*** Opening of Supplied records ***

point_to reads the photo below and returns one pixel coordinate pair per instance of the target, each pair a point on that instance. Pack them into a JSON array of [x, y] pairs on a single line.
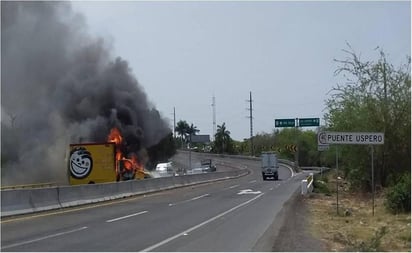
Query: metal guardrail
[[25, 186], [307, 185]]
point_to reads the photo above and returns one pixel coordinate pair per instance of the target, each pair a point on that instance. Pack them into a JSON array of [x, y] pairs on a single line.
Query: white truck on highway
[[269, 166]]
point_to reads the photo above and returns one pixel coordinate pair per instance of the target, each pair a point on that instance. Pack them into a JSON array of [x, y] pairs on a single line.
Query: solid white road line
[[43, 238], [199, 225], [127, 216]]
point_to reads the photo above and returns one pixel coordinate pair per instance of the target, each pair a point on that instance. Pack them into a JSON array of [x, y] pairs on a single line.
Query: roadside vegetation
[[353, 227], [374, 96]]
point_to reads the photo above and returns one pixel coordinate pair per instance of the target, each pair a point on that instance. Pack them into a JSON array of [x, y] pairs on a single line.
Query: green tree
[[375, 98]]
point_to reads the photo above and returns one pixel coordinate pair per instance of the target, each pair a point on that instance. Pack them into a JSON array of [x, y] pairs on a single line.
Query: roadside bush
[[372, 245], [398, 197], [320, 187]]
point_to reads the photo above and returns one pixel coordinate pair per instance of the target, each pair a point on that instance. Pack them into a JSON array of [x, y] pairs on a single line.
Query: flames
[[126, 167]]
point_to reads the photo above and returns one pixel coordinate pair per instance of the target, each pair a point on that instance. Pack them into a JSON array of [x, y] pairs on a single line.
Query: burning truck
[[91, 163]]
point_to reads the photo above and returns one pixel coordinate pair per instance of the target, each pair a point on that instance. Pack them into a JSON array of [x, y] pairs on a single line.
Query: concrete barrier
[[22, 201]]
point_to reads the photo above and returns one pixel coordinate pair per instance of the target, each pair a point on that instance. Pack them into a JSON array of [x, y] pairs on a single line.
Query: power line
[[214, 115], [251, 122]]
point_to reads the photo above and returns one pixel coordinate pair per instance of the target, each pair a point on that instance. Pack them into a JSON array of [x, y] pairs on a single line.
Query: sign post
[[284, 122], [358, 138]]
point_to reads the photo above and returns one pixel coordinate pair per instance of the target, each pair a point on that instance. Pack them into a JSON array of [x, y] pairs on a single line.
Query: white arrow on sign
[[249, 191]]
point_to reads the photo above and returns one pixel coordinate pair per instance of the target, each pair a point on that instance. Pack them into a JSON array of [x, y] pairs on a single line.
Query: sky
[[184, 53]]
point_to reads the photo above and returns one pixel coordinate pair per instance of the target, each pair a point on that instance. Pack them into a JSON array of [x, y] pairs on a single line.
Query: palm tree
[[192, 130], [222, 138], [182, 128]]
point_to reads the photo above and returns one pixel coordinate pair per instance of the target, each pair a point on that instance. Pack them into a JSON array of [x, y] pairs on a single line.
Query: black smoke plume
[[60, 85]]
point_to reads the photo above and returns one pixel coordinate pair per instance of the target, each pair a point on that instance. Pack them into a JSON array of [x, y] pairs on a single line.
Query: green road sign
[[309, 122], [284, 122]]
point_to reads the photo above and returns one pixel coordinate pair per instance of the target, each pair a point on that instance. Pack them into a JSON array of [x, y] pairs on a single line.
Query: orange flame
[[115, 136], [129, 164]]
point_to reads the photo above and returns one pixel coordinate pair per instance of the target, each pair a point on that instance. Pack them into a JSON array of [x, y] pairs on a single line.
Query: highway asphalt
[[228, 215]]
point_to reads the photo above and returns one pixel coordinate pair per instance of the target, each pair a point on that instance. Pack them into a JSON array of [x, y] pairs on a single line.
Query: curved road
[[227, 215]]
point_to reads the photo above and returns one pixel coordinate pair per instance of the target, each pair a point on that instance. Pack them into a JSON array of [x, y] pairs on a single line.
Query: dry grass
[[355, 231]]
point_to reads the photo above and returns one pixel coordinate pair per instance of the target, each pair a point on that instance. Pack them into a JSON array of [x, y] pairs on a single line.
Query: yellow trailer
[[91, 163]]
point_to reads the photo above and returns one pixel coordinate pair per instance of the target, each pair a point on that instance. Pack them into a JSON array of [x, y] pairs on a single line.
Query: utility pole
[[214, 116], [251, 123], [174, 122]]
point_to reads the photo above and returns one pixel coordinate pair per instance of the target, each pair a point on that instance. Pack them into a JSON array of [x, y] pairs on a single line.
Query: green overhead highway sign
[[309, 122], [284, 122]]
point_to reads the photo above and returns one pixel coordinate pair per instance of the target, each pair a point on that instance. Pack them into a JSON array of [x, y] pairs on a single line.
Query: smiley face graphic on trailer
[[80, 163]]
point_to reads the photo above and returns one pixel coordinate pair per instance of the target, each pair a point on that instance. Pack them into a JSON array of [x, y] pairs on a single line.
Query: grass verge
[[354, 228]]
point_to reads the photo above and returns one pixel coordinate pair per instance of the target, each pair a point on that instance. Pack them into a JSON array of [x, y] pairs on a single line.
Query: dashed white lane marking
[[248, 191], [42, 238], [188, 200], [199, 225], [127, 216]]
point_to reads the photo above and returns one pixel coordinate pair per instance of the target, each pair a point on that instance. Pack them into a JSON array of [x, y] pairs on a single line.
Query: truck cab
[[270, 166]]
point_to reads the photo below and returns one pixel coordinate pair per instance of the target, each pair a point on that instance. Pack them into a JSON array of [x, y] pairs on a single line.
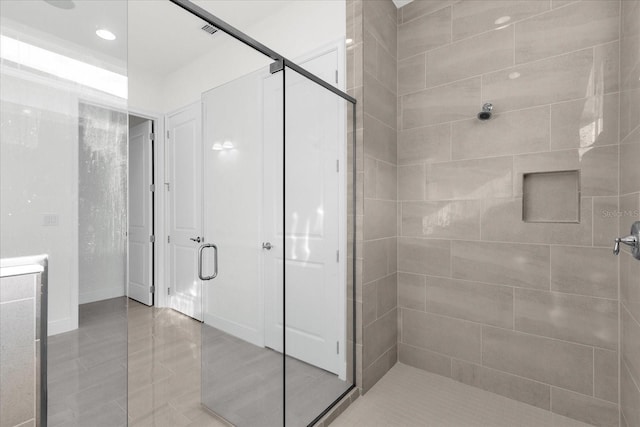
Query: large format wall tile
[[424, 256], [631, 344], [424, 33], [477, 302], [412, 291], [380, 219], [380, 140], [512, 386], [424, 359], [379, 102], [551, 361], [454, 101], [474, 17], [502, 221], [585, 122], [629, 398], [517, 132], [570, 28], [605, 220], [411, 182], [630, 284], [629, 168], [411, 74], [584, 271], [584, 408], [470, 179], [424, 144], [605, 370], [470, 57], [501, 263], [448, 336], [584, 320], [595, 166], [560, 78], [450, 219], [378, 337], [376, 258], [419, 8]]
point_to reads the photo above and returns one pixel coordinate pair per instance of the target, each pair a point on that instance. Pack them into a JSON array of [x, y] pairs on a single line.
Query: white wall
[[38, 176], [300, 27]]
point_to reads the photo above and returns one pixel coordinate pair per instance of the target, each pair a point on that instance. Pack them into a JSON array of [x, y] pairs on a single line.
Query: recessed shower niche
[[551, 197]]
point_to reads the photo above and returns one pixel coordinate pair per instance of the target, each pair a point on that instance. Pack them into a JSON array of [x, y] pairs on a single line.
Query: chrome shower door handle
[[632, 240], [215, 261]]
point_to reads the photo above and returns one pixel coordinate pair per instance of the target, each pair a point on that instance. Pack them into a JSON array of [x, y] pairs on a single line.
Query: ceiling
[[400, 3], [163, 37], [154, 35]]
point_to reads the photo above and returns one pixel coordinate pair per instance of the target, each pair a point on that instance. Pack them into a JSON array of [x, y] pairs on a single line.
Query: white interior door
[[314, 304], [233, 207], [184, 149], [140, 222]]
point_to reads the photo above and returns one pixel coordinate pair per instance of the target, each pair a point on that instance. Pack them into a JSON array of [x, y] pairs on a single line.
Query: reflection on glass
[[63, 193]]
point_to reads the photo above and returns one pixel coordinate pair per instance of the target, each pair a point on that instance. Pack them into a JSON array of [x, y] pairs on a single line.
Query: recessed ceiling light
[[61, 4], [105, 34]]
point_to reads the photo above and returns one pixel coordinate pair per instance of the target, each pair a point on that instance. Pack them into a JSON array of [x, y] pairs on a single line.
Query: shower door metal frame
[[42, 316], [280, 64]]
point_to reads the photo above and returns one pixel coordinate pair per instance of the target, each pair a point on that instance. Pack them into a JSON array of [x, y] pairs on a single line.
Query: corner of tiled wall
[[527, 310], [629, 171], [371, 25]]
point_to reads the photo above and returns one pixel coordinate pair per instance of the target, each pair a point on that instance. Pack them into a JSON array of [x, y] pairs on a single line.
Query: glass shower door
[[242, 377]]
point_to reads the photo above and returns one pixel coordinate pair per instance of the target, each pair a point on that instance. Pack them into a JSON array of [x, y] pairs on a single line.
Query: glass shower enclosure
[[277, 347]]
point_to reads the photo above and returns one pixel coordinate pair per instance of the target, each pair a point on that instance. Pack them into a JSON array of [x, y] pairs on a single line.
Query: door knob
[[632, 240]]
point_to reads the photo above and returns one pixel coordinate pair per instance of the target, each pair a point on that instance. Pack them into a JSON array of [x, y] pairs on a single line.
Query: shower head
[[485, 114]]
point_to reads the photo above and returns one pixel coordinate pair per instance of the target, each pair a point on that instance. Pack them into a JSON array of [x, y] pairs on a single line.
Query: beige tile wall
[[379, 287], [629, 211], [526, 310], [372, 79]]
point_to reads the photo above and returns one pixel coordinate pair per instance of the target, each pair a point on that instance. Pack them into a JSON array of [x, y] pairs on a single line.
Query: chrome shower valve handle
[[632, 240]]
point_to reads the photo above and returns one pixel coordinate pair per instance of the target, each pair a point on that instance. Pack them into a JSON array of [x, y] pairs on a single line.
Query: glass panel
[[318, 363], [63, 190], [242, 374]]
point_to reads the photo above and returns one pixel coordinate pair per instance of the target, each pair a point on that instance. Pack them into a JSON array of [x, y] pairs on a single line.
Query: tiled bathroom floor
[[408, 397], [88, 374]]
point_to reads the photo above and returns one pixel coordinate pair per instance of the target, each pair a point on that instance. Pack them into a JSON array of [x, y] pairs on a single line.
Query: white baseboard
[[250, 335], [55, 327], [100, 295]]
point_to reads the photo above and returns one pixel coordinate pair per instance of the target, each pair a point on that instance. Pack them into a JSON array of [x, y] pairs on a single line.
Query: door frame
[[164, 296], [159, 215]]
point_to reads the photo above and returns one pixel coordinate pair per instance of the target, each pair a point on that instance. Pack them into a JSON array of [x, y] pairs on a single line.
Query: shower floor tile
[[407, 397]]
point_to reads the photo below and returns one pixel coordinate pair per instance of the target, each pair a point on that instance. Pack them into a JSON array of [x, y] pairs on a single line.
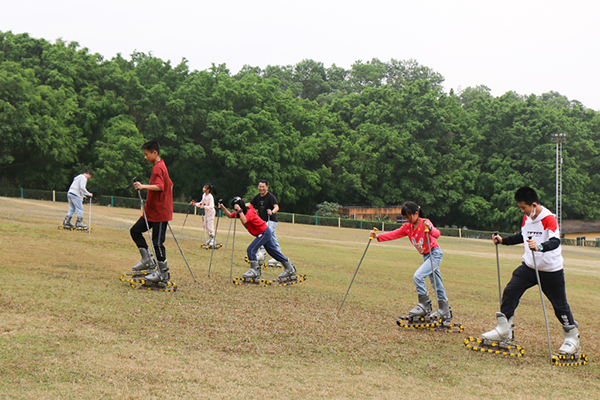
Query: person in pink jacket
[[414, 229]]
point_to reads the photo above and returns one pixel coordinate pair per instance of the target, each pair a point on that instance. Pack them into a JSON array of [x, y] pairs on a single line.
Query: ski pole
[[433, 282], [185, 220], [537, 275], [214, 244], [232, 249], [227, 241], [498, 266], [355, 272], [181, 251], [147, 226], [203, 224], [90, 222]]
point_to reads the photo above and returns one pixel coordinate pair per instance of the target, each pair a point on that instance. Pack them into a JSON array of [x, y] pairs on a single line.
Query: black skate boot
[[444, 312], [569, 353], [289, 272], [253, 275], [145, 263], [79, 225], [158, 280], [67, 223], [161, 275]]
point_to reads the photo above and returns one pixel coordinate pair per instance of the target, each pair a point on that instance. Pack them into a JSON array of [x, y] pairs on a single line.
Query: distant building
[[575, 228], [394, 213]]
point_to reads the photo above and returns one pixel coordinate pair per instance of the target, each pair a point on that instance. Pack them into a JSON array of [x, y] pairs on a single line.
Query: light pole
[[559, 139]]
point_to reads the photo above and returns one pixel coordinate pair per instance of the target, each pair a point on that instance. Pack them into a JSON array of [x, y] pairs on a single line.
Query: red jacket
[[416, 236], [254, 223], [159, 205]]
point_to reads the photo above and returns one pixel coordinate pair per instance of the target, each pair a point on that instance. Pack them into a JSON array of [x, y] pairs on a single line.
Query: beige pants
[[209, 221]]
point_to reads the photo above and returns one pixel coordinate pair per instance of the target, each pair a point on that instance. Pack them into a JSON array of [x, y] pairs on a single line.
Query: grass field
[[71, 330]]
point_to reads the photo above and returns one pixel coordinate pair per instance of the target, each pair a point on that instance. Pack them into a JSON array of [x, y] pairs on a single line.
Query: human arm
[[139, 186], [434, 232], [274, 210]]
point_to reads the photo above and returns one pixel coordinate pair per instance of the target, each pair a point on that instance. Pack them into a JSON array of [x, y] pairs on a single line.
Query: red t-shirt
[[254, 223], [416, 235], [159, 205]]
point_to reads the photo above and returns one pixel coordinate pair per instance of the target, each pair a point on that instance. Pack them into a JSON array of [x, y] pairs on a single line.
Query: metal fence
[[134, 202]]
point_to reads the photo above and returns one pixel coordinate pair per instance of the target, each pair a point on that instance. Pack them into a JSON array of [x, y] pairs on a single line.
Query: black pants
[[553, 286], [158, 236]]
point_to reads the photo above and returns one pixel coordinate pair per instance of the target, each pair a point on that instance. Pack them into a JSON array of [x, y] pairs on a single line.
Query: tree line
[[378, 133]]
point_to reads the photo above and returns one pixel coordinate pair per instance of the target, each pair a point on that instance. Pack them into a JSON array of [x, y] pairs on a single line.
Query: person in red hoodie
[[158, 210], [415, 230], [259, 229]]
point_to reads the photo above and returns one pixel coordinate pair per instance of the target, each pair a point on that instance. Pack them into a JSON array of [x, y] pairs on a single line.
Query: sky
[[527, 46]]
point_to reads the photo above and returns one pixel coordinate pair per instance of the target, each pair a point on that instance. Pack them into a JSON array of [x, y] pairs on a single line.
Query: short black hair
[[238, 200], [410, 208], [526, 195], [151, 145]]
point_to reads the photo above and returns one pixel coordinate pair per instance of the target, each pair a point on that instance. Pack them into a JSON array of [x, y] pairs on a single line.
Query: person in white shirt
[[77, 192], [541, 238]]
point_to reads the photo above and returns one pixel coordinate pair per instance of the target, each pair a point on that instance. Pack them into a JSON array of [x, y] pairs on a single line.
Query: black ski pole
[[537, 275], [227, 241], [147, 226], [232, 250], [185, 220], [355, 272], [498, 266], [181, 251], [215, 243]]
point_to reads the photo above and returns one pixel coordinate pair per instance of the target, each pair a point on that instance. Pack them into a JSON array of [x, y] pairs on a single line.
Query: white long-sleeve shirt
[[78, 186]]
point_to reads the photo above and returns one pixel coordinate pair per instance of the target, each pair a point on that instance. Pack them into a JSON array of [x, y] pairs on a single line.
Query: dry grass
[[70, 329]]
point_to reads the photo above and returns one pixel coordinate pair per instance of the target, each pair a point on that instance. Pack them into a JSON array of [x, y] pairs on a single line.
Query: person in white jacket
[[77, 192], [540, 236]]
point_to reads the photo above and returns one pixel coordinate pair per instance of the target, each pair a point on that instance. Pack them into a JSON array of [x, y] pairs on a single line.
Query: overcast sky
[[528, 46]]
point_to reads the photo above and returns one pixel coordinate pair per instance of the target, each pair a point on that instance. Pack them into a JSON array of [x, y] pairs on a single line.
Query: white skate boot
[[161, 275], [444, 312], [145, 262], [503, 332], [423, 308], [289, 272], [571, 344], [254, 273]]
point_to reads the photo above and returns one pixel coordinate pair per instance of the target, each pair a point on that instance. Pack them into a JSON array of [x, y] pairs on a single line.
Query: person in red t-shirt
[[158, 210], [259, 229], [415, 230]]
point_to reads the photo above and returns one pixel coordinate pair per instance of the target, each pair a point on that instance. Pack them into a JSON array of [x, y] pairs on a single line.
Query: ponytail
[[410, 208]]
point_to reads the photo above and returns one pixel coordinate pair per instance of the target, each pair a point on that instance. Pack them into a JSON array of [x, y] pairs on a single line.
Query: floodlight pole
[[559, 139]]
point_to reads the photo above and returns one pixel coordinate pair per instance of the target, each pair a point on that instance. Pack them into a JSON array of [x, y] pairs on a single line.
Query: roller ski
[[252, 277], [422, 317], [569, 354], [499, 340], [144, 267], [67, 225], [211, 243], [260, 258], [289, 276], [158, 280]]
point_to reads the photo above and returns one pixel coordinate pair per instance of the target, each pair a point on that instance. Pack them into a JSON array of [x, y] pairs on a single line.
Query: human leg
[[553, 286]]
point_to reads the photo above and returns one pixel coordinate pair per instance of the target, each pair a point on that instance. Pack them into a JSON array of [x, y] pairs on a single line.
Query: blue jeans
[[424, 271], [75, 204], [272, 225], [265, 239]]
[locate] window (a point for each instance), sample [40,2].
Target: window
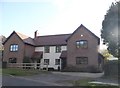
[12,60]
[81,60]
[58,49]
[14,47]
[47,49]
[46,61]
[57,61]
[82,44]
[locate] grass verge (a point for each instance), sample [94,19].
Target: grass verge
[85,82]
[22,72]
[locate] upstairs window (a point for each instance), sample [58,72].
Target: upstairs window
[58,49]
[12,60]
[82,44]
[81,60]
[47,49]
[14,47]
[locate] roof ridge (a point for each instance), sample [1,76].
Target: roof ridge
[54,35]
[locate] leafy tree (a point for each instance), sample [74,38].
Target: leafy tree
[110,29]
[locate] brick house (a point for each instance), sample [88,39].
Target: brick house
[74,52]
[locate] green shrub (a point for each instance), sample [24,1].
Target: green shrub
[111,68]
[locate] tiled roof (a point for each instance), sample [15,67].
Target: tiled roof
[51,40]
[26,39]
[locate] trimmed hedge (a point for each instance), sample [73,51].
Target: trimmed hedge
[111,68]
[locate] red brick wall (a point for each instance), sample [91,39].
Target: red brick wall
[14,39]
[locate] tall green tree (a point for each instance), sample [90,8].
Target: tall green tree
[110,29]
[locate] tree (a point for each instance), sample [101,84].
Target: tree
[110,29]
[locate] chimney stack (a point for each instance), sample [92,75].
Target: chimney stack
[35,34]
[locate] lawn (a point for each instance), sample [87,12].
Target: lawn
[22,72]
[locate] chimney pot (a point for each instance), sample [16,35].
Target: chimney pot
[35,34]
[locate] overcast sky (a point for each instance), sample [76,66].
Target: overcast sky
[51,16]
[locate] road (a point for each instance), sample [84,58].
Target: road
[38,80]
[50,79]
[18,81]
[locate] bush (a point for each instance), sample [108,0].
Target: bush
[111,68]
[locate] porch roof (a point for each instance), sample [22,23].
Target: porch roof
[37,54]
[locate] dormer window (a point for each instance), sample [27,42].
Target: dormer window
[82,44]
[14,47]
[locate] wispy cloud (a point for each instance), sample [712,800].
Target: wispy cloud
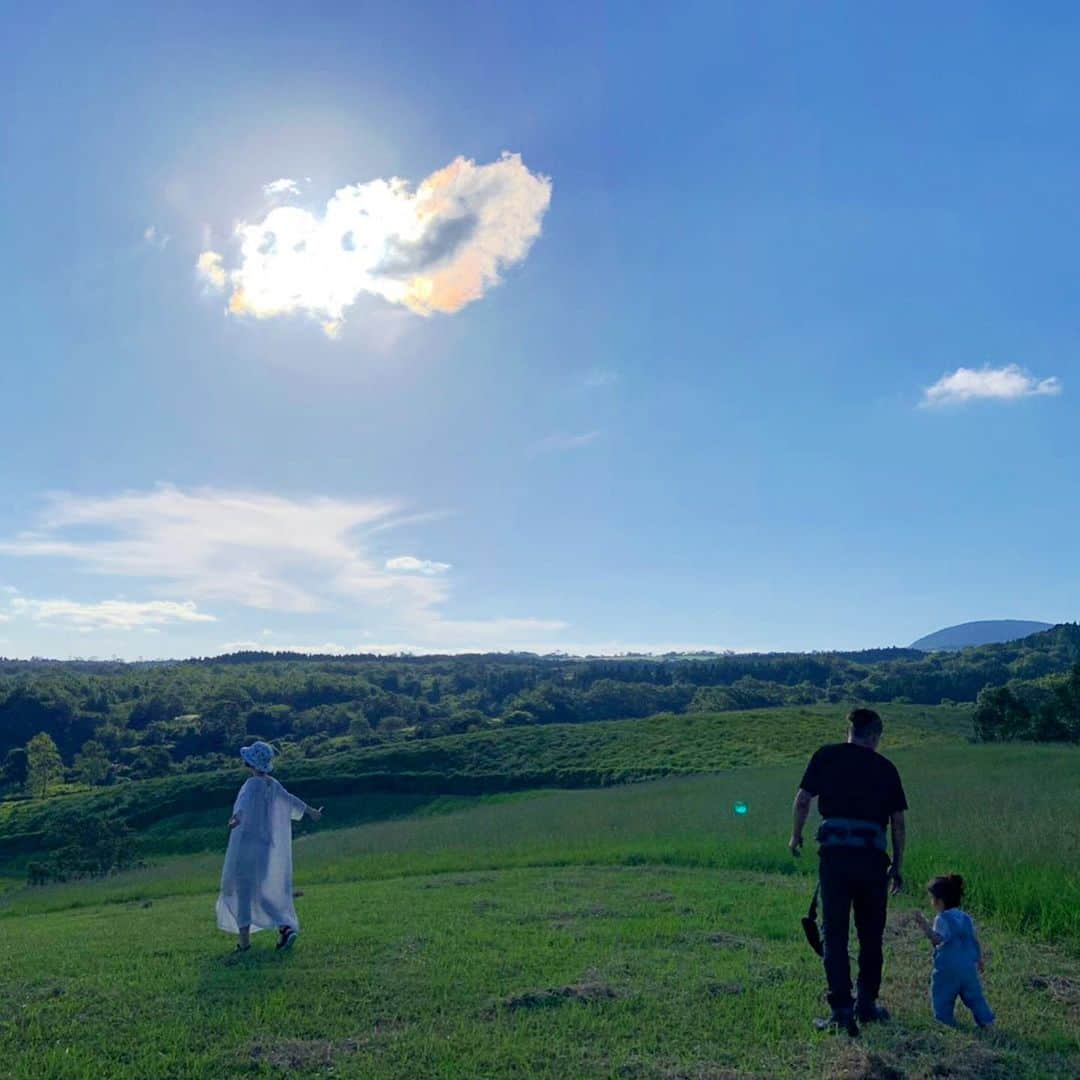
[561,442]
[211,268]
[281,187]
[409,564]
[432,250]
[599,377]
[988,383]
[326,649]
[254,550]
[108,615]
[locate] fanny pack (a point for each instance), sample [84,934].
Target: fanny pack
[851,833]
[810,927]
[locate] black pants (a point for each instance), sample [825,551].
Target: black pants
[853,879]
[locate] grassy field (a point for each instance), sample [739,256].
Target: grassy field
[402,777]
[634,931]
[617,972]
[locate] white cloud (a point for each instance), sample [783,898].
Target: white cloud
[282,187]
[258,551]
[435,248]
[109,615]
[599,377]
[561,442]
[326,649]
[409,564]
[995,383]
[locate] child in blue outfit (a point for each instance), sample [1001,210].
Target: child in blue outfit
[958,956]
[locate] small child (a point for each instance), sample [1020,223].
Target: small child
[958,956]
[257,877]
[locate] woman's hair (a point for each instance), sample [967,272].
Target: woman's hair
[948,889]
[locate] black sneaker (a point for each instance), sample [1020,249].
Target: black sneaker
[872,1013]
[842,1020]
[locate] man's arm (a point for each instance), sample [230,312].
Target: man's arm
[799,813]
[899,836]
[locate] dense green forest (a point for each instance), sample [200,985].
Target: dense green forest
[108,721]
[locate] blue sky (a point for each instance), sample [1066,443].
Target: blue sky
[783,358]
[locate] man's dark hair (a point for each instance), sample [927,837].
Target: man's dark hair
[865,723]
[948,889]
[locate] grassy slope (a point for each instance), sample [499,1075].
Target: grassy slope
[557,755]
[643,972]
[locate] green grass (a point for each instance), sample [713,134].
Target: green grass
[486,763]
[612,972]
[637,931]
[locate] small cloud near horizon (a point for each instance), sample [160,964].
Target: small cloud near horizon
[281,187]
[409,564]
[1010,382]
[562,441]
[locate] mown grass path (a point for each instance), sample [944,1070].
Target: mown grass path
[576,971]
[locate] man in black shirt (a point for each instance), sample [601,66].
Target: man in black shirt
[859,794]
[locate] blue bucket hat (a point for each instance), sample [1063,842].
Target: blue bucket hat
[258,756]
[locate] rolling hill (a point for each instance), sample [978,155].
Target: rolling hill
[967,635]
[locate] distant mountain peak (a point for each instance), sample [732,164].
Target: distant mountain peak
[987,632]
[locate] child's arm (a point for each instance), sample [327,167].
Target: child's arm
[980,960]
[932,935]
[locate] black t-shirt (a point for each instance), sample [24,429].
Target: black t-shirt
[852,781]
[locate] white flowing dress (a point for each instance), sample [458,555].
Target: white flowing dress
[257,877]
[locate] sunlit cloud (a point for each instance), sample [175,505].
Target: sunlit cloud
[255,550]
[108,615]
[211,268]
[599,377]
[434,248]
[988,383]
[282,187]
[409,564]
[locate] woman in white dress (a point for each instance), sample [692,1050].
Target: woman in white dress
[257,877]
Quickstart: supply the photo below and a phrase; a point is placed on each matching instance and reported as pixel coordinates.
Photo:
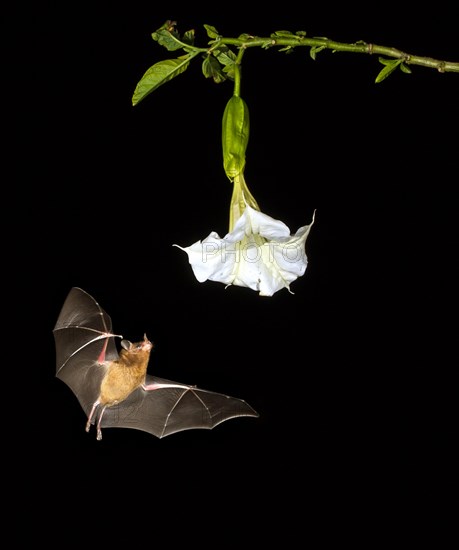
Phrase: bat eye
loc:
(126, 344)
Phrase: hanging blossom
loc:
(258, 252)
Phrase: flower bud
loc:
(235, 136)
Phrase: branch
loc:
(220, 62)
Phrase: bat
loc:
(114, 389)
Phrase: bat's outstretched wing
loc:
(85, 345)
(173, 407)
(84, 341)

*** Close of Supplied records ***

Starting with the line above that holds "Target: grassy field" and stopping with the line that holds "[locate] black sneaker", reproduce each line exactly, omitting all other lines.

# Final answer:
Target: grassy field
[402,777]
[634,931]
[617,972]
[locate] white cloud (a point for each instance), sample [783,898].
Target: white cloud
[282,187]
[258,551]
[435,248]
[109,615]
[599,377]
[561,442]
[326,649]
[409,564]
[995,383]
[locate] child in blue outfit (a point for each instance), sample [1001,210].
Target: child in blue outfit
[958,956]
[locate] small child (a point for each instance), sample [1020,223].
Target: small child
[958,956]
[257,877]
[locate] woman's hair (a point for each instance), sample [967,272].
Target: woman's hair
[948,889]
[locate] black sneaker (a point for each instance), sample [1020,249].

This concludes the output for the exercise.